Pictures aside, copy every record word for word.

■ Provided material
((

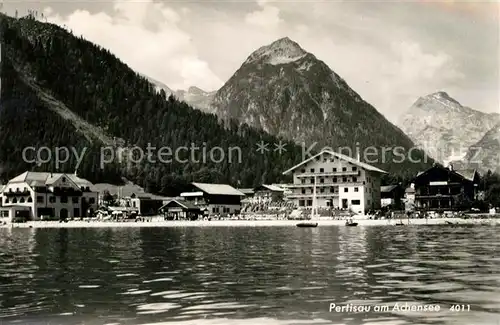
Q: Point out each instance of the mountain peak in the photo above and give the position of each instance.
(442, 95)
(281, 51)
(196, 90)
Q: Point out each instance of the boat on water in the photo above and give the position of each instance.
(350, 223)
(310, 223)
(307, 224)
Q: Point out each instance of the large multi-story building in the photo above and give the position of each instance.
(441, 188)
(217, 199)
(341, 182)
(35, 196)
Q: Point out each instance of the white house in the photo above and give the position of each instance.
(37, 195)
(341, 182)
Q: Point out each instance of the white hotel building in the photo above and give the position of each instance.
(342, 182)
(36, 195)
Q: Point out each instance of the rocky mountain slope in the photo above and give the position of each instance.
(197, 98)
(443, 127)
(59, 90)
(485, 154)
(284, 90)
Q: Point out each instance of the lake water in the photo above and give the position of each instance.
(249, 275)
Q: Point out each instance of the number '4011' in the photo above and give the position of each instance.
(460, 308)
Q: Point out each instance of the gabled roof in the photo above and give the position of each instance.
(410, 190)
(44, 178)
(467, 174)
(184, 204)
(387, 188)
(246, 191)
(217, 189)
(272, 188)
(340, 156)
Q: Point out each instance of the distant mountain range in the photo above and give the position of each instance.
(194, 96)
(286, 91)
(485, 154)
(197, 98)
(59, 90)
(444, 128)
(280, 91)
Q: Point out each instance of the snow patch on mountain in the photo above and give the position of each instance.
(282, 51)
(443, 127)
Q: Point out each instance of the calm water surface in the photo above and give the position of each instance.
(248, 275)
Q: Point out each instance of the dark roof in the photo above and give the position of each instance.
(467, 174)
(184, 204)
(387, 188)
(218, 189)
(340, 156)
(272, 188)
(246, 191)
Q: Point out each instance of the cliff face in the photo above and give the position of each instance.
(445, 128)
(286, 91)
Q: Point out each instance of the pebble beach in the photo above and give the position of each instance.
(249, 223)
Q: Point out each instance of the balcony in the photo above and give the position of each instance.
(325, 174)
(309, 196)
(330, 184)
(18, 192)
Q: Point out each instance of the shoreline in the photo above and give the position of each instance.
(245, 223)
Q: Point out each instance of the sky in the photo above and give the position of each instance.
(390, 52)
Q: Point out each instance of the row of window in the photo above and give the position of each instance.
(52, 199)
(328, 203)
(332, 190)
(224, 210)
(334, 180)
(24, 189)
(334, 169)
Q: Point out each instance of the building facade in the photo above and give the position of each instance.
(217, 199)
(49, 196)
(342, 182)
(442, 188)
(391, 196)
(268, 193)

))

■ Answer to this problem
Q: Point out each instance of the mountain peak in the photo above and give the position of each instance.
(442, 95)
(281, 51)
(196, 90)
Q: Point out each instance of the boat on water in the photo above and give the position of each instance.
(350, 223)
(310, 223)
(307, 224)
Q: Point out each instance of the large multi-story building in the photo above and give the position of each instance.
(441, 188)
(217, 199)
(341, 182)
(35, 196)
Q: Point out each instance of the white house in the photo above and give the position of each instance.
(37, 195)
(341, 182)
Q: Point out each instance of the white hotel building in the photo above and give the position of each instance.
(342, 182)
(36, 195)
Q: Point out each instance of the rocky mountain slope in the photo above and give the position of each instance.
(197, 98)
(443, 127)
(59, 90)
(485, 154)
(284, 90)
Q: Point out each instance of the lake water in the photo above and give the position of each instance.
(249, 275)
Q: Point out each instance of the number '4011' in the photo above and give the position of each instance.
(460, 308)
Q: Point out each instance of the gabled roof in the photo above and give the position of each instance.
(410, 190)
(44, 178)
(467, 174)
(184, 204)
(387, 188)
(246, 191)
(217, 189)
(272, 188)
(340, 156)
Q: Point out each instance of the distant mountain range in the photo above and give the position of each instance.
(194, 96)
(286, 91)
(485, 154)
(197, 98)
(59, 90)
(444, 128)
(280, 91)
Q: Point out each instance of the snow patch on mountain in the photo above and give the position of each instance.
(282, 51)
(443, 127)
Q: Point out each instance of the calm water surface in the photo above and give the position of each instance.
(248, 275)
Q: Point out each instance of the dark roof in the photo above and give the position of each instance.
(467, 174)
(184, 204)
(387, 188)
(218, 189)
(340, 156)
(272, 188)
(246, 191)
Q: Point out each instance of the cliff face in the photo above and give the position of each instance.
(445, 128)
(286, 91)
Q: Point out each instance of the pebble beach in the photo above and give the position of each instance.
(249, 223)
Q: Point out each instance of the balcony in the photo above and give the position of each instance.
(325, 174)
(309, 196)
(330, 184)
(18, 192)
Q: Point out each instance of the shoreline in the photo above and give the position of each instance.
(245, 223)
Q: Point out each instance of the sky in the photo above and give the position of each instance.
(390, 52)
Q: Point out each instance of the row of window in the photo above and give the position of each instance.
(52, 199)
(328, 203)
(332, 190)
(224, 210)
(334, 180)
(24, 189)
(334, 169)
Q: Point out each instance of the building facade in the photo above and give the position of each instance.
(217, 199)
(49, 196)
(342, 182)
(442, 188)
(391, 196)
(268, 193)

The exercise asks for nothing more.